**Exercise goal:** Could you lay out every line of the material below as a numbered list, skipping blank lines and leaving the pictures out?

— begin Dataset rows —

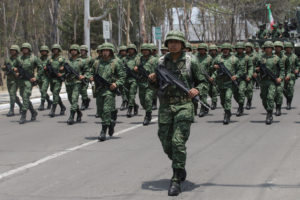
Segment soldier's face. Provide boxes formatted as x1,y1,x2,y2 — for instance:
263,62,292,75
9,49,17,56
168,40,183,53
41,51,48,56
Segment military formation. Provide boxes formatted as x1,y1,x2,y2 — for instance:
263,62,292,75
2,29,300,196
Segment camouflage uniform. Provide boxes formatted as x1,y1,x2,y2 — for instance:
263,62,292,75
284,42,300,110
92,43,125,141
2,45,22,117
37,45,52,110
260,41,284,124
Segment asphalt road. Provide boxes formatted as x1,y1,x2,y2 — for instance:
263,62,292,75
0,81,300,200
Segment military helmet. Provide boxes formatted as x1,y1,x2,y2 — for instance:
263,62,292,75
21,42,32,51
263,41,274,49
126,44,137,52
208,44,218,50
198,43,208,51
80,45,89,51
141,43,152,51
51,44,62,52
221,42,231,50
245,42,254,49
40,45,49,52
100,42,115,53
69,44,80,53
185,42,192,50
119,45,127,53
165,30,185,48
284,42,294,48
235,42,245,49
9,44,20,53
274,41,284,48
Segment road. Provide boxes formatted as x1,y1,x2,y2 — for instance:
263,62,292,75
0,82,300,200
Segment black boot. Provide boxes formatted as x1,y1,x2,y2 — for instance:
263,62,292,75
275,104,281,116
85,98,91,109
67,110,75,125
29,103,38,121
286,99,292,110
58,99,67,115
223,110,231,124
98,125,108,142
38,100,45,111
246,99,252,110
6,103,15,117
76,108,82,122
210,102,217,110
236,104,244,117
152,97,157,110
49,104,57,117
127,106,132,118
143,112,152,126
133,104,139,116
46,94,53,110
266,110,273,125
19,111,27,124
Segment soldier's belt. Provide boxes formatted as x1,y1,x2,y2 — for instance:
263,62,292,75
160,97,192,104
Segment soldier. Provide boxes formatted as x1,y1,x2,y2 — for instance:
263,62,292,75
256,24,268,39
118,45,129,110
258,41,284,125
91,43,125,142
62,44,90,125
274,41,291,116
37,45,52,111
233,42,254,117
124,44,139,118
212,43,244,124
14,43,42,124
134,44,157,126
2,45,22,117
44,44,66,117
245,42,259,110
149,31,205,196
195,43,212,117
208,44,218,110
160,45,169,56
79,45,94,110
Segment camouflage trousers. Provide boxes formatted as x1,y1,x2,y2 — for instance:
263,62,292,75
158,102,194,180
49,78,62,105
66,83,80,112
260,80,276,111
19,79,32,111
96,93,116,126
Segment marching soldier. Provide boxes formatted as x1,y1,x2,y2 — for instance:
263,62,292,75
2,45,22,117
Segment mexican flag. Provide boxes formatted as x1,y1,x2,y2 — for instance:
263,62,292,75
266,4,275,29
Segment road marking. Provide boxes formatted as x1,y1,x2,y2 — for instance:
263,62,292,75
0,118,158,180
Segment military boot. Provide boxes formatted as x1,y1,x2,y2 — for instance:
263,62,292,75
98,125,108,142
46,94,53,110
236,104,244,117
223,110,231,124
133,104,139,116
127,106,132,118
143,112,152,126
29,103,38,121
246,99,252,110
275,104,281,116
76,108,82,122
49,104,57,117
67,110,75,125
6,103,15,117
38,100,45,111
19,111,27,124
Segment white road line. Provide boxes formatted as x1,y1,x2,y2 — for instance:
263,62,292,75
0,118,158,180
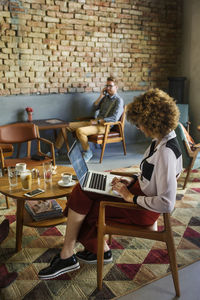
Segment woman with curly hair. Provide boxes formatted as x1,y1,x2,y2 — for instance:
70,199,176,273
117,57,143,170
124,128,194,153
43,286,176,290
39,89,182,279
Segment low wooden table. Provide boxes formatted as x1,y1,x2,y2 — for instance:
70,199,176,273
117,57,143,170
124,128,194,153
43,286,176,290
0,166,75,251
32,118,69,152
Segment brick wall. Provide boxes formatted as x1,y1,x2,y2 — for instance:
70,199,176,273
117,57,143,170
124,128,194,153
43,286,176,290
0,0,182,95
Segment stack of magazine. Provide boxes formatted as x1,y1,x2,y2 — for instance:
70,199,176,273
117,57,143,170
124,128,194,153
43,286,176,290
25,199,63,221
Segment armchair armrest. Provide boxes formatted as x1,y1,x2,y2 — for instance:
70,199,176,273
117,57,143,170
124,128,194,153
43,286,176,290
100,201,146,210
76,116,94,121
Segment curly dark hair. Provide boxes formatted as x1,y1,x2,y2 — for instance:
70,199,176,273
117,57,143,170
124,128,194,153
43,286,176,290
126,88,180,138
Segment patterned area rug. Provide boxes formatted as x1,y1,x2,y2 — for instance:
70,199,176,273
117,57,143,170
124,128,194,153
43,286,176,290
0,170,200,300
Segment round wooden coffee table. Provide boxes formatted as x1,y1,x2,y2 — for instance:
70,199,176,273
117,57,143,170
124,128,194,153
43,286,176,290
0,166,75,251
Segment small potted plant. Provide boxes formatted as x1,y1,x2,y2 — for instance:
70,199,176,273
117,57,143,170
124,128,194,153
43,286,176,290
26,107,33,122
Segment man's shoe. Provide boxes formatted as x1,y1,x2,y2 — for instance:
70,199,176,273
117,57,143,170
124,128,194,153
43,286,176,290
76,250,113,264
83,150,93,162
38,254,80,279
0,272,18,289
0,219,9,243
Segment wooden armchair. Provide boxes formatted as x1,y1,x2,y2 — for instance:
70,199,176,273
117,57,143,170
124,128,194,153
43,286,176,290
175,123,200,189
88,106,126,163
0,123,55,174
97,201,180,296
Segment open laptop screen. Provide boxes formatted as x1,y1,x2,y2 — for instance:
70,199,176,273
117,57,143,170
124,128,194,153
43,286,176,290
68,141,88,186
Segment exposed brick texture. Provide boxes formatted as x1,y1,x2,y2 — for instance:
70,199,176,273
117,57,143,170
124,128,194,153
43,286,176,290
0,0,182,95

— end Dataset rows —

**Final result:**
1. Segment soldier's face. Provide boxes formatted as x1,y1,x2,y2 — for instance:
2. 263,62,292,75
3. 9,49,17,56
4. 168,40,183,53
5. 41,51,48,56
6. Segment military formation. Provide boxes formatted as x1,y1,x2,y2 — for instance:
7. 263,62,292,75
8. 2,29,300,196
9. Segment camouflage uniform. Provide boxes formatted as x1,y1,x2,y2 — for instance:
10. 263,62,292,75
11. 284,42,300,110
12. 92,43,125,141
13. 2,45,22,117
14. 37,45,52,110
15. 260,41,284,124
16. Segment asphalt road. Provide boxes formatted as x1,y1,x2,y2 — for instance:
17. 263,62,292,75
18. 0,81,300,200
19. Segment military helmet. Provide boxes formatted as x1,y1,x2,y2 — for instance:
20. 263,62,292,75
21. 21,42,32,51
22. 263,41,274,49
23. 126,44,137,52
24. 208,44,218,50
25. 198,43,208,51
26. 80,45,89,51
27. 141,43,152,51
28. 51,44,62,52
29. 221,42,231,50
30. 245,42,254,49
31. 40,45,49,52
32. 100,42,115,53
33. 69,44,80,53
34. 185,42,192,50
35. 119,45,127,53
36. 165,30,185,48
37. 284,42,294,48
38. 235,42,245,49
39. 9,44,20,53
40. 274,41,284,48
41. Segment road. Provide boxes formatted as x1,y1,x2,y2 — for instance:
42. 263,62,292,75
43. 0,82,300,200
44. Segment black boot. Provide boxes formatted as x1,y1,x2,y2 — for instance:
45. 263,62,292,75
46. 275,104,281,116
47. 85,98,91,109
48. 67,110,75,125
49. 29,103,38,121
50. 286,99,292,110
51. 58,99,67,115
52. 223,110,231,124
53. 98,125,108,142
54. 38,100,45,111
55. 246,99,252,110
56. 6,103,15,117
57. 76,108,82,122
58. 210,102,217,110
59. 236,104,244,117
60. 152,97,157,110
61. 49,104,57,117
62. 127,106,132,118
63. 143,112,152,126
64. 133,104,139,116
65. 46,94,53,110
66. 266,110,273,125
67. 19,111,27,124
68. Segment soldier's belt. Provide boxes formatted as x1,y1,x2,y2 — for instance:
69. 263,62,292,75
70. 160,97,192,104
71. Segment soldier. Provide boxes formatted as x1,y1,x2,y2 — for instance:
72. 263,62,292,75
73. 256,24,268,39
74. 118,45,129,110
75. 258,41,284,125
76. 91,43,125,142
77. 62,44,90,125
78. 274,41,291,116
79. 37,45,52,111
80. 233,42,254,117
81. 124,44,139,118
82. 212,43,244,124
83. 14,43,42,124
84. 134,44,157,126
85. 2,45,22,117
86. 44,44,66,117
87. 245,42,259,110
88. 149,31,205,196
89. 195,43,212,117
90. 208,44,218,110
91. 160,45,169,56
92. 79,45,94,110
93. Segment camouflage trousers. Provide boxes formatted as x1,y1,x2,y2 — for instance:
94. 263,62,292,75
95. 158,102,194,180
96. 49,78,62,105
97. 66,83,80,112
98. 260,80,276,111
99. 19,79,32,111
100. 96,93,116,126
101. Segment marching soldier. Provide boxes formatted as x1,y1,x2,y2 — for instance:
102. 263,62,292,75
103. 2,45,22,117
104. Segment mexican flag. Provide boxes formatted as x1,y1,x2,y2 — for instance:
105. 263,62,292,75
106. 266,4,275,29
107. Segment road marking. Provide boxes formatted as x1,y1,x2,y2 — for instance:
108. 263,62,292,75
109. 0,118,158,180
110. Segment military boot. Provide boxes formatted as x1,y1,x2,y2 — for instance:
111. 263,62,292,75
112. 98,125,108,142
113. 46,94,53,110
114. 236,104,244,117
115. 223,110,231,124
116. 133,104,139,116
117. 127,106,132,118
118. 143,112,152,126
119. 29,103,38,121
120. 246,99,252,110
121. 275,104,281,116
122. 76,108,82,122
123. 49,104,57,117
124. 67,110,75,125
125. 6,103,15,117
126. 38,100,45,111
127. 19,111,27,124
128. Segment white road line. Provide boxes formatted as x1,y1,x2,y2 — for instance:
129. 263,62,292,75
130. 0,118,158,180
131. Segment woman with curly hair. Provide boxes formatted as x1,y1,x2,y2 — for instance:
132. 70,199,176,273
133. 117,57,143,170
134. 124,128,194,153
135. 43,286,176,290
136. 39,89,182,279
137. Segment low wooden table. Provide boxes formatted as x1,y1,x2,y2 — for instance:
138. 70,199,176,273
139. 117,57,143,170
140. 124,128,194,153
141. 43,286,176,290
142. 0,166,75,251
143. 32,118,69,152
144. Segment brick wall. Provide boxes formatted as x1,y1,x2,y2 — for instance:
145. 70,199,176,273
146. 117,57,143,170
147. 124,128,194,153
148. 43,286,176,290
149. 0,0,182,95
150. Segment stack of magazine. Provide boxes formatted as x1,y1,x2,y2 — for instance:
151. 70,199,176,273
152. 117,57,143,170
153. 124,128,194,153
154. 43,286,176,290
155. 25,199,63,221
156. Segment armchair armrest. Provide boxes formatted as x1,y1,x2,y2 — for instance:
157. 70,199,176,273
158. 117,57,143,170
159. 124,128,194,153
160. 43,286,176,290
161. 100,201,146,210
162. 76,116,94,121
163. Segment curly dark hair. Provide boxes formatted as x1,y1,x2,y2 — for instance:
164. 70,199,176,273
165. 117,57,143,170
166. 124,128,194,153
167. 43,286,176,290
168. 126,88,180,138
169. Segment patterned area rug. Provide boxes formatted as x1,y1,x2,y2 — for instance:
170. 70,199,176,273
171. 117,57,143,170
172. 124,128,194,153
173. 43,286,176,290
174. 0,170,200,300
175. Segment round wooden coffee table. Provide boxes formatted as x1,y1,x2,y2 — for instance:
176. 70,199,176,273
177. 117,57,143,170
178. 124,128,194,153
179. 43,286,176,290
180. 0,166,75,251
181. Segment small potted plant. Provide boxes formatted as x1,y1,x2,y2 — for instance:
182. 70,199,176,273
183. 117,57,143,170
184. 124,128,194,153
185. 43,286,176,290
186. 26,107,33,122
187. Segment man's shoe. Provide boxes formatted as x1,y1,x2,y2 — for instance:
188. 70,199,176,273
189. 117,57,143,170
190. 124,128,194,153
191. 43,286,176,290
192. 76,250,113,264
193. 83,150,93,162
194. 38,254,80,279
195. 0,272,18,289
196. 0,219,9,243
197. Segment wooden armchair. Provide boxes formatted as x1,y1,x2,y2 — for instance:
198. 70,199,176,273
199. 117,57,143,170
200. 124,128,194,153
201. 43,286,176,290
202. 175,123,200,189
203. 88,106,126,163
204. 0,123,55,174
205. 97,201,180,296
206. Segment open laptop screen. Provide boxes formatted as x1,y1,x2,y2 — for instance:
207. 70,199,176,273
208. 117,57,143,170
209. 124,128,194,153
210. 43,286,176,290
211. 68,141,88,186
212. Segment exposed brick texture. Provide boxes formatted as x1,y1,x2,y2 — for instance:
213. 70,199,176,273
214. 117,57,143,170
215. 124,128,194,153
216. 43,286,176,290
217. 0,0,182,95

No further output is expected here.